Written request
Please output the lines shown below exactly as they appear.

Pointing dataset excerpts
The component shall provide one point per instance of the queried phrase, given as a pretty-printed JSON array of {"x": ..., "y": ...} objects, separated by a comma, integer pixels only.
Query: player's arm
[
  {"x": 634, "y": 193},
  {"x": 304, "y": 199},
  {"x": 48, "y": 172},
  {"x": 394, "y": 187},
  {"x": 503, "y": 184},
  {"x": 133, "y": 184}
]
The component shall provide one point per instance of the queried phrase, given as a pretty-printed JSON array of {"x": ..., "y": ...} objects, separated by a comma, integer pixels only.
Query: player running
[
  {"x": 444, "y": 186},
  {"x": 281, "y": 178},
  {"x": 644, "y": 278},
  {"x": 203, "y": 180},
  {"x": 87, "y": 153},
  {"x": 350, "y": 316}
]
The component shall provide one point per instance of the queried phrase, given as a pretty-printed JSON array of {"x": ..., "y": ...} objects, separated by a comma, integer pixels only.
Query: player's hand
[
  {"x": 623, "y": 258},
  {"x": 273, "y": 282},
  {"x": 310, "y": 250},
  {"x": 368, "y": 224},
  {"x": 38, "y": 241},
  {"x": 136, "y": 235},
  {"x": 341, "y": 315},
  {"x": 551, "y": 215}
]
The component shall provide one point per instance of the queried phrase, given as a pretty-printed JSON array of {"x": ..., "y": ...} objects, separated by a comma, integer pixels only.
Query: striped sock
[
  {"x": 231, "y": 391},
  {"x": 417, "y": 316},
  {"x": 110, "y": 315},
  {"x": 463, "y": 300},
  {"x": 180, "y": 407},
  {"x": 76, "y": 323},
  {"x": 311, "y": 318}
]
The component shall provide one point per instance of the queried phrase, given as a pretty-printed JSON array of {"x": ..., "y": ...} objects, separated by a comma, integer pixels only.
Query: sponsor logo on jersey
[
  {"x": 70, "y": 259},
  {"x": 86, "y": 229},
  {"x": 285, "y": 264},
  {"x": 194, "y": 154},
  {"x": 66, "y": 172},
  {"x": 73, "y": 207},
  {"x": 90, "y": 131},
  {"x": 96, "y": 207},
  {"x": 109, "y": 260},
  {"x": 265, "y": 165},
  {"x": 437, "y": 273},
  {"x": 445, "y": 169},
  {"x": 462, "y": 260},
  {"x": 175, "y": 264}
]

Reply
The component shall provide one point per instance of the queried phrase, given as a pretty-printed JSON array of {"x": ..., "y": ...} objects, separated by a comma, integer pixels only.
Query: player's arm
[
  {"x": 634, "y": 193},
  {"x": 304, "y": 199},
  {"x": 48, "y": 172},
  {"x": 394, "y": 187},
  {"x": 503, "y": 184},
  {"x": 133, "y": 184}
]
The component shall provide one point per instance of the queried phrase, given as a pretty-printed JSON array of {"x": ..., "y": ...} objects, separated by a comma, integer pixels only.
Query: player running
[
  {"x": 444, "y": 186},
  {"x": 281, "y": 178},
  {"x": 644, "y": 278},
  {"x": 203, "y": 180},
  {"x": 87, "y": 153},
  {"x": 350, "y": 316}
]
The component shall provide one point per instance of the queried phrase, given as a pretty-printed JSON array of {"x": ..., "y": ...} objects, separated by a comma, integer pixels only.
Query: player's hand
[
  {"x": 623, "y": 258},
  {"x": 273, "y": 282},
  {"x": 310, "y": 250},
  {"x": 368, "y": 224},
  {"x": 38, "y": 241},
  {"x": 136, "y": 235},
  {"x": 341, "y": 315},
  {"x": 551, "y": 215}
]
The component shall provide one point per instance of the queried phrase, given as a pretty-printed JSON array of {"x": ..., "y": ...} objects, separated by a comma, integer pixels only.
Query: striped sock
[
  {"x": 231, "y": 391},
  {"x": 417, "y": 316},
  {"x": 110, "y": 315},
  {"x": 463, "y": 300},
  {"x": 180, "y": 407},
  {"x": 76, "y": 323},
  {"x": 311, "y": 318}
]
The component shall provide one point per instance of the queried phrase, given as a pretty-printed JSON array of {"x": ..., "y": ...} objects, separated by a comma, integer pixels only.
Query: sponsor logo on jersey
[
  {"x": 70, "y": 259},
  {"x": 86, "y": 229},
  {"x": 285, "y": 264},
  {"x": 194, "y": 154},
  {"x": 66, "y": 172},
  {"x": 73, "y": 207},
  {"x": 90, "y": 131},
  {"x": 96, "y": 207},
  {"x": 109, "y": 260},
  {"x": 265, "y": 165},
  {"x": 437, "y": 273},
  {"x": 445, "y": 169},
  {"x": 462, "y": 260},
  {"x": 175, "y": 264}
]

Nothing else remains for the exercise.